(Exercise requirements)
With the pictures left out, repeat every entry that follows exactly.

(Data for the task)

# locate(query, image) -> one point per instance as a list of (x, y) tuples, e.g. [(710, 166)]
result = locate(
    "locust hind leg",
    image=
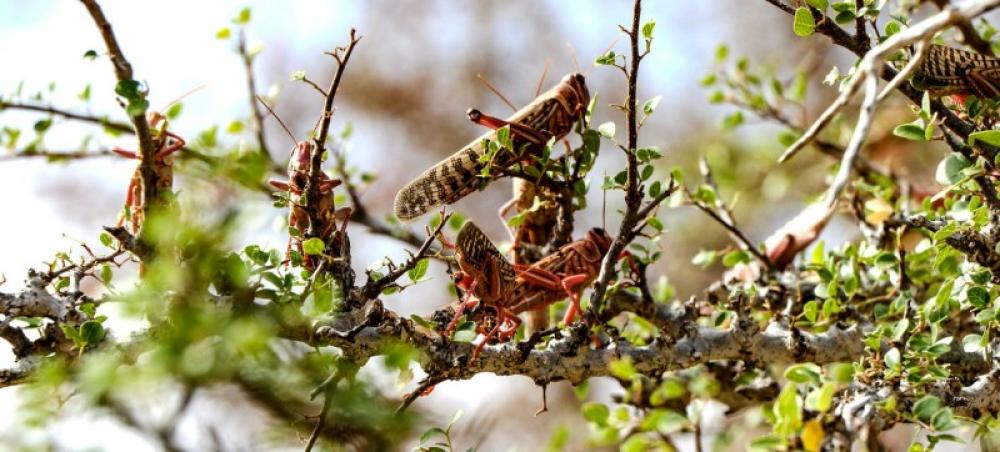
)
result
[(569, 285)]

(Written answer)
# locate(query, image) -> one point per instance as a list of (x, y) tuples, e.g. [(710, 166)]
result = locate(
    "locust hind leg",
    image=
)
result
[(569, 285)]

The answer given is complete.